**Study questions:**
**A)** From the blog post about pandemic flu flyers, copy the passage from "Controlling and mitigating" up to and including "public health emergencies.".
**B)** Condense the paragraph in the pandemic flu flyers post that begins "I had not grasped the potential" into a bulleted list that keeps its main facts.
**C)** According to the pandemic flu flyers post, in which countries have the flyers been adapted for different audiences and locales?

**Page text:**
════════════════
Little fellows in a wide world

I didn’t write a blog post last weekend because I was drafting pandemic flu flyers instead, for very limited distribution in my town. The copy was distilled from Flu Wiki’s materials for Pandemic Flu Awareness Week and information at pandemicflu.gov. I just can’t stand it that people all around me here have no clue that a pandemic is a very real possibility and are thus in no way preparing. In the course of less than a week, those flu flyers have been adapted for different audiences and locales in the U.S., Canada, and Australia. They’ve been been viewed online hundreds of times; thousands of copies have been made; versions are even finding their way, with much able help, into a few newspapers here and there, potentially extending their reach to several millions.

I had not grasped the potential that people working together through the Internet have for effecting such feats. I sat down last Sunday morning, cross-legged on my bed, determined only to do a small useful thing in my town and in my neighborhood and, as an additional step, sought feedback and posted a link to the flyer in the discussion forum on Flu Wiki. Flu Wiki itself began with a small group of individuals who envisioned the Wiki as means by which people could put their heads together, solve problems, educate the public, and encourage preparedness.

In view of the week’s events, I cannot help but think of Gandalf’s words to Bilbo Baggins at the end of The Hobbit, “You are a very fine person, Mr. Baggins, and I am very fond of you; but you are only quite a little fellow in a wide world after all!” I’ve never thought of myself as being anything other than “quite a little fellow.” That entirely suites my somewhat retiring personality.

Though Bilbo was grateful to hear Gandalf say this, it is becoming ever clearer that the world needs a lot of little fellows to do what they can. Apparently, the Director of the CDC agrees. In a recent post entitled “This blog can save your life!,” Jay Bernhardt considers the role of the new media in raising public awareness of health issues. Here is an excerpt:

Above and beyond real-time information gathering and message dissemination, the social and community qualities of new media can advance health and risk communication by changing how we understand our problems and how we construct our solutions. News groups, chat rooms, and bulletin boards have been used for exchanging health information and as online support groups since the earliest days of the web. Today’s Web 2.0 tools that leverage and harness the “knowledge of the crowd” offer great potential for solving our most difficult public health problems and building and empowering communities of change. One great example is FluWiki, whose stated purpose is “to help local communities prepare for and perhaps cope with a possible influenza pandemic, [which is] a task previously ceded to local, state and national governmental public health agencies.”

Controlling and mitigating public health emergencies, especially those that are the size and scale of an influenza pandemic, will absolutely require the active engagement and participation of the public and all sectors of society. New media efforts to engage and galvanize the public like FluWiki, Green Hammer, and the Slidell Hurricane Damage Blog are critical to CDC’s ability to prepare for and respond to an influenza pandemic and to other possible public health emergencies.

Flu Wiki is, as far as I can tell, the most active pandemic flu-related community, though it is hardly the only laudable pandemic flu forum, and several excellent blogs focus regularly on H5N1 news. Any one person doing what he or she can makes a difference. Any group working together multiplies results many times over.

One might wish, however, that the biggest fellows, for their part, would do more, and in a timely manner. Too many of those flyers, paid for by volunteers and vastly insufficient in number, will end up in the trash, tossed there by people who are waiting for a clearer, louder, official word which may well come too late. No one can say precisely when a pandemic will emerge, but we are surely standing at the brink, peering into a tragic probability.
════════════════
**Data section:**

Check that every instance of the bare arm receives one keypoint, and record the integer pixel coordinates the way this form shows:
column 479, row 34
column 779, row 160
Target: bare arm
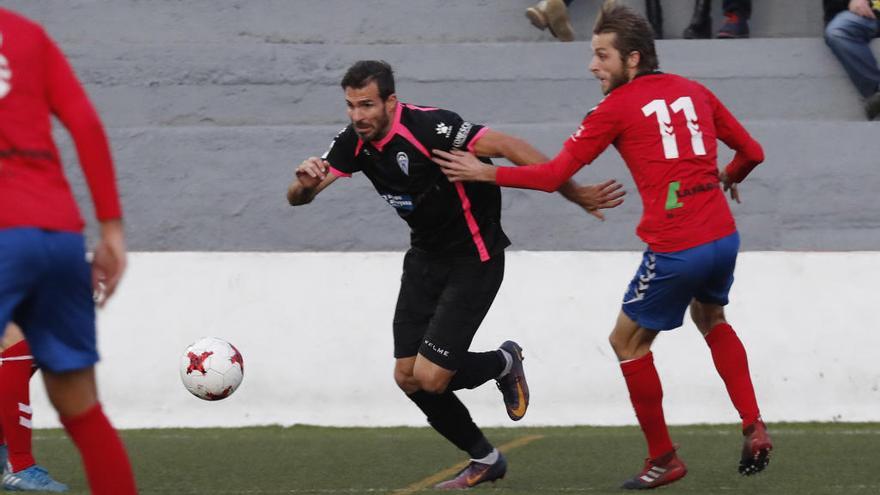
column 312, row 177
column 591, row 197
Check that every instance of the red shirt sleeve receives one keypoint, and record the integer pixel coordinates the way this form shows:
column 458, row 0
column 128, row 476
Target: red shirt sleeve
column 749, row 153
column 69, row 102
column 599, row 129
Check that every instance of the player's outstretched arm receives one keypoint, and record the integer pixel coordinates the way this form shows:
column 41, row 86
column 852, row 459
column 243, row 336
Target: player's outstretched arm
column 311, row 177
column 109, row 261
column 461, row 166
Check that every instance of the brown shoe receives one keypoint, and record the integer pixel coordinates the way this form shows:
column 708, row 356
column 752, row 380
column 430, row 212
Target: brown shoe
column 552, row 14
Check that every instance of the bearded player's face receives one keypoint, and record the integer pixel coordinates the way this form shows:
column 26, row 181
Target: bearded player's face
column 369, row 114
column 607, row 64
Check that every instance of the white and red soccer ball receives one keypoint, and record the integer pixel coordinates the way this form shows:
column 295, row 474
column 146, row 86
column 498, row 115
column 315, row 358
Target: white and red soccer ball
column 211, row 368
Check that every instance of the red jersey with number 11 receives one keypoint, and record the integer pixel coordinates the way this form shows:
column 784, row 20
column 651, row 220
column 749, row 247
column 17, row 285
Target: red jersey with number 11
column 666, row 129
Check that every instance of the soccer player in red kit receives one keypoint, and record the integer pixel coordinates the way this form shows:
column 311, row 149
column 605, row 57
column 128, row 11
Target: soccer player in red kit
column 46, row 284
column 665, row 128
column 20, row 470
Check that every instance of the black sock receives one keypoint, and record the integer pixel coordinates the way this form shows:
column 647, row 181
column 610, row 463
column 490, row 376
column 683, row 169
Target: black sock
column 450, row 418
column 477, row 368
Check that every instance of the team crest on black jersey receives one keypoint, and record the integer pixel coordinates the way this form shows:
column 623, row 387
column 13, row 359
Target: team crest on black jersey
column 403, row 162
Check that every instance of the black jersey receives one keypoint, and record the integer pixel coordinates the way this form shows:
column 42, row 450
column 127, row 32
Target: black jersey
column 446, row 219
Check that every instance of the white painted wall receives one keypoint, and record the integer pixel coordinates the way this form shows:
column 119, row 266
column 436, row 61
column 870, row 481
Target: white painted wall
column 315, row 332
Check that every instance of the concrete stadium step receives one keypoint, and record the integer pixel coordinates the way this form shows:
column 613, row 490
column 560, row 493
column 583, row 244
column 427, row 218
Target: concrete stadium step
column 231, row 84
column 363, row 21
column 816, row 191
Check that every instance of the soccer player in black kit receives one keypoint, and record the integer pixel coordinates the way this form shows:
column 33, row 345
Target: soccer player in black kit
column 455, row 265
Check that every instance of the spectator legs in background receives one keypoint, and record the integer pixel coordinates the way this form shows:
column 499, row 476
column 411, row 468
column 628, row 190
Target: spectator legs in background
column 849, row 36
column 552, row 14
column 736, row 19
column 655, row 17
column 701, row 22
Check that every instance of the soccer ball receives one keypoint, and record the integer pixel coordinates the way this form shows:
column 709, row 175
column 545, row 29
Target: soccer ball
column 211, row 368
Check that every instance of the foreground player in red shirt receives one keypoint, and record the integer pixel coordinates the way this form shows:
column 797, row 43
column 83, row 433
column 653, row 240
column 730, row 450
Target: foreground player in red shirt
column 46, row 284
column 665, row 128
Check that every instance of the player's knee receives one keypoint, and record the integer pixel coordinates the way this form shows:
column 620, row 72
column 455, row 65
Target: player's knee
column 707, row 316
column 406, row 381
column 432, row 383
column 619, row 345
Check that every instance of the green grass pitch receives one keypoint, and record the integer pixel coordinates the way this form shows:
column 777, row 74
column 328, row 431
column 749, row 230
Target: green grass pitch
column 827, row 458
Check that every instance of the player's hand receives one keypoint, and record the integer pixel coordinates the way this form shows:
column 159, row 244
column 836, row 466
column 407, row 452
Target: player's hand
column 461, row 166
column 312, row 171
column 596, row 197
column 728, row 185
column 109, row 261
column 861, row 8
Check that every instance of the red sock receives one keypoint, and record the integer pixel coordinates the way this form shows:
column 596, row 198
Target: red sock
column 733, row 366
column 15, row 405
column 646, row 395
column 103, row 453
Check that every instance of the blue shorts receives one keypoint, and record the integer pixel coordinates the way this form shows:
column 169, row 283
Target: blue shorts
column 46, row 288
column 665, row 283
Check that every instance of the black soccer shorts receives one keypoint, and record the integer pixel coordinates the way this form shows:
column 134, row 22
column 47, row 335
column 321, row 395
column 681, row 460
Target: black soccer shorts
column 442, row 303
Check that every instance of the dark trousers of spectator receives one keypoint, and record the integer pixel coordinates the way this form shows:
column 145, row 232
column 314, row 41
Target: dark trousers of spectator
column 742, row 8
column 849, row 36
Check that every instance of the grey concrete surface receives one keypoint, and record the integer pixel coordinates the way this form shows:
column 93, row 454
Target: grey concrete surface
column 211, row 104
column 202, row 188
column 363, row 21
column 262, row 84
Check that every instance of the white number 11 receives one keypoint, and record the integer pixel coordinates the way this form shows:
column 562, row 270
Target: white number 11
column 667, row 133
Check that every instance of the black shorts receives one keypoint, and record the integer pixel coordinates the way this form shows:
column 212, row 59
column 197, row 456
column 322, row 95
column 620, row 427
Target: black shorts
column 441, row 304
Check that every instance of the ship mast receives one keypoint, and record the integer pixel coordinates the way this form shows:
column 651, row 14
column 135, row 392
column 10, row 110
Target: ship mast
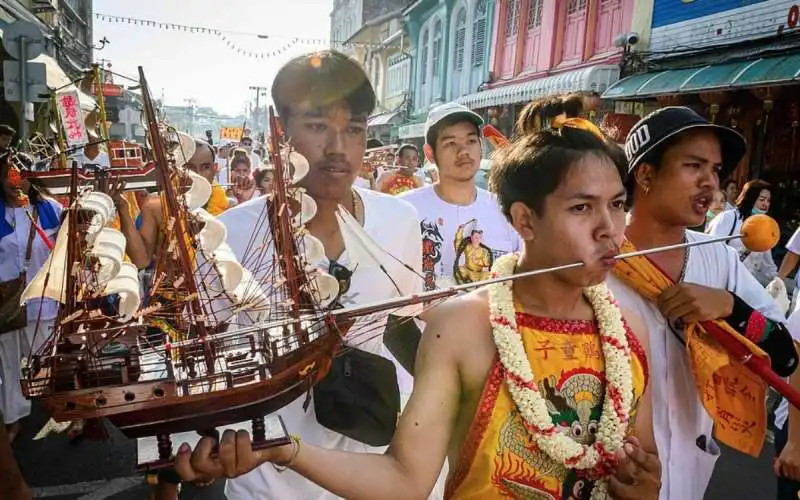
════════════════
**Written responses:**
**A)**
Controlling and mitigating public health emergencies, especially those that are the size and scale of an influenza pandemic, will absolutely require the active engagement and participation of the public and all sectors of society. New media efforts to engage and galvanize the public like FluWiki, Green Hammer, and the Slidell Hurricane Damage Blog are critical to CDC’s ability to prepare for and respond to an influenza pandemic and to other possible public health emergencies.

**B)**
- The writer had not grasped how much people working together through the Internet can achieve.
- Last Sunday morning, the writer set out only to do a small useful thing in the town and neighborhood.
- As an additional step, the writer sought feedback and posted a link to the flyer in the Flu Wiki discussion forum.
- Flu Wiki began with a small group who saw it as a way for people to put their heads together, solve problems, educate the public, and encourage preparedness.

**C)** The U.S., Canada, and Australia.